PROVIDED ENTRIES:
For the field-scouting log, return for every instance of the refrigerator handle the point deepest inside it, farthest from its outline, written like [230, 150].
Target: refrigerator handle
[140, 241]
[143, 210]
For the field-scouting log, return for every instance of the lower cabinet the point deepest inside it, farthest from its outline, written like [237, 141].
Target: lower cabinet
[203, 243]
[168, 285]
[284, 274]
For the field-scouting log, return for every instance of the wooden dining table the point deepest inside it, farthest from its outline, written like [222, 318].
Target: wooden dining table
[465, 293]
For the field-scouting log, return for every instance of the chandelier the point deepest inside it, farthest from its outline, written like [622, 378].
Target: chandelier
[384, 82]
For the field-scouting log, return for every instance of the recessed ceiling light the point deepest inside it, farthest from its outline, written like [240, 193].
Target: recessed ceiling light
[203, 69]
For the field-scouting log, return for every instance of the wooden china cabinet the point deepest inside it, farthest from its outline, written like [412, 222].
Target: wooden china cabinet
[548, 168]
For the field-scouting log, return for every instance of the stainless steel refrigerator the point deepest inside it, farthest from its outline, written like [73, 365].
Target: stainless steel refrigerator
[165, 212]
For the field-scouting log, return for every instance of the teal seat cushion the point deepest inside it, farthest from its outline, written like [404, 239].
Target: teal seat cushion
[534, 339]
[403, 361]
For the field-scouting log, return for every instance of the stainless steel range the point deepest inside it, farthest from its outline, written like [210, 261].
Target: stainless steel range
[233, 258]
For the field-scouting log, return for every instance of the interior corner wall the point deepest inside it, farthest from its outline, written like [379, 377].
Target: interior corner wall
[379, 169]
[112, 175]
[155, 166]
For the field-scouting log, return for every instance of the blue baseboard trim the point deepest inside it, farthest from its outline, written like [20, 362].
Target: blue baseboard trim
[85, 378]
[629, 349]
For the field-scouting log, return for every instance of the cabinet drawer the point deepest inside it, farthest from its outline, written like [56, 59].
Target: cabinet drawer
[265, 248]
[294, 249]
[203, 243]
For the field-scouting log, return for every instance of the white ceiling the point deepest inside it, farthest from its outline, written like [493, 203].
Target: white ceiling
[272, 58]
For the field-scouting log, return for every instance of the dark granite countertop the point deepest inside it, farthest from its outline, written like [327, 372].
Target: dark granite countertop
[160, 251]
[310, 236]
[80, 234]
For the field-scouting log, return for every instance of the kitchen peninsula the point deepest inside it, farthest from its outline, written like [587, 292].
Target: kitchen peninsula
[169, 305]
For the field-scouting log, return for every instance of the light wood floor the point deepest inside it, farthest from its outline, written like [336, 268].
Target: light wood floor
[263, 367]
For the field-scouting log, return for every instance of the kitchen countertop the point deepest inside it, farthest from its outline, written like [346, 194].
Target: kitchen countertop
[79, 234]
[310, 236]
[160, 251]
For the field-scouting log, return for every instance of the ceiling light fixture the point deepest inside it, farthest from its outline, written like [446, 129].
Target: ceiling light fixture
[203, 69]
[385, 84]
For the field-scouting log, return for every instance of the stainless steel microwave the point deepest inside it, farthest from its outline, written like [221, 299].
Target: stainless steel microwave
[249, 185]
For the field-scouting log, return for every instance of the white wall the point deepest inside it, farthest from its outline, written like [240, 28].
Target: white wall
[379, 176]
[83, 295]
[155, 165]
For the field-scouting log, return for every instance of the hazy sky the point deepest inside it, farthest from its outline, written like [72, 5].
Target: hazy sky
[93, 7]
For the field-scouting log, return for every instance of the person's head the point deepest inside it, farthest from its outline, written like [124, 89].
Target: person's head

WORK INSTRUCTION:
Show a copy of each line from the data that includes the word "head".

SOLUTION TO THE PROBLEM:
For the field-scouting log, return for every instance of the person's head the point deepest inside it, farthest from its outline, written like [124, 89].
Target: person's head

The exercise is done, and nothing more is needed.